## PROBLEM DESCRIPTION
All of the data below must be repeated exactly.

++++++++++++++++++++

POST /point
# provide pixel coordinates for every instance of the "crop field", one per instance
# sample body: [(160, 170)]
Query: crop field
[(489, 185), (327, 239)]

++++++++++++++++++++

## SOLUTION TO THE PROBLEM
POST /point
# provide pixel coordinates for every instance of the "crop field", one per instance
# sample body: [(160, 170)]
Query: crop field
[(489, 185), (327, 239)]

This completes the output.